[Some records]
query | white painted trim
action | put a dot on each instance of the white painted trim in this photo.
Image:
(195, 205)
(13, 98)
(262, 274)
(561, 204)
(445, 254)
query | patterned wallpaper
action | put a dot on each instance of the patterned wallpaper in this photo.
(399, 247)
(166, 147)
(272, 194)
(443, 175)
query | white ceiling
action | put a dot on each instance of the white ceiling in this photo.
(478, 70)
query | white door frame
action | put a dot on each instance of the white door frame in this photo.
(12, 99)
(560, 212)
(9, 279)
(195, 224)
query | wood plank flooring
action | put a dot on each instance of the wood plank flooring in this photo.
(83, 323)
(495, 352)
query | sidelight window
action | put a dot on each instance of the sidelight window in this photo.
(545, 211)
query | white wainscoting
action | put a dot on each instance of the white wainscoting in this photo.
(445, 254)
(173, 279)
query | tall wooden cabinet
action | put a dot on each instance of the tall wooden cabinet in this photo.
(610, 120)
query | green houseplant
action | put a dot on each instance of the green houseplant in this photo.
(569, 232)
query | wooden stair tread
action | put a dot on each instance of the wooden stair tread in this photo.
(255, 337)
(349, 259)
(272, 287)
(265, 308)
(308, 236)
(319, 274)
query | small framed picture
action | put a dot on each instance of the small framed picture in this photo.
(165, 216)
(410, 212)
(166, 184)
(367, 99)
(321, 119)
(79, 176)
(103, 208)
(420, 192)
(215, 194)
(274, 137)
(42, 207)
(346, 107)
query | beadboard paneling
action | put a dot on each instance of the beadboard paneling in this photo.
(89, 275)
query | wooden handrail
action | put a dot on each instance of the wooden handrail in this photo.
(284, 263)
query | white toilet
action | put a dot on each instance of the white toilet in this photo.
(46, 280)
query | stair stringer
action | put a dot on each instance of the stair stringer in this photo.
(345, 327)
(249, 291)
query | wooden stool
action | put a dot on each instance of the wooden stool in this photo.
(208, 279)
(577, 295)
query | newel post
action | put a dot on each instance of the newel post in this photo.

# WRITTEN REQUEST
Retype the entire listing above, reproducing every line without any alteration.

# TASK RESULT
query | white painted trim
action | put a dot on each instance of the white painted trim in this photo.
Image:
(195, 205)
(13, 98)
(262, 274)
(561, 204)
(445, 254)
query | patterned wallpaper
action | put a dot on each instance of the patterned wallpaper in this photo.
(399, 247)
(166, 147)
(272, 194)
(443, 175)
query | white ceiling
action | put a dot on each instance of the white ceiling in this photo.
(478, 70)
query | white door frame
action | put a dot on each instance of the white door frame in this photo.
(12, 99)
(560, 212)
(9, 279)
(195, 224)
query | wood plank flooring
action | put a dot on each instance of the wood plank flooring in this photo.
(83, 323)
(495, 352)
query | sidelight window
action | put a dot on each instance of the sidelight window in this photo.
(545, 211)
query | white wainscoting
action | put a dot on each instance of the white wainscoting in this photo.
(445, 254)
(173, 279)
query | tall wooden cabinet
action | put a dot on each instance of the tall wooden cabinet in this photo.
(610, 120)
query | green houseplant
action | put a dot on each instance of the green houseplant in this photo.
(569, 232)
query | wooden stair tread
action | put a dot on each instance of the wooden stair tread in this photo.
(255, 337)
(349, 259)
(272, 287)
(265, 308)
(308, 236)
(319, 274)
query | small framed picture
action | put a dot on each instance of the small framed picture in this photo.
(165, 216)
(410, 212)
(166, 184)
(367, 99)
(321, 119)
(79, 176)
(103, 208)
(420, 192)
(215, 194)
(274, 137)
(42, 207)
(346, 107)
query | beadboard paneling
action | put a dot on each instance of the beadboard paneling in this photo.
(89, 275)
query | wooden handrail
action | put a dot on each instance of the wooden handrail in this photo.
(284, 263)
query | white toilet
action | put a dot on each instance of the white toilet in this photo.
(46, 280)
query | stair stringer
action | put a dot on each instance of the stair stringer in this photo.
(345, 327)
(249, 291)
query | wooden stool
action | put a dot on each instance of the wooden stool in this photo.
(208, 279)
(577, 295)
query | newel post
action | put a dot on each instance of the newel post in this photo.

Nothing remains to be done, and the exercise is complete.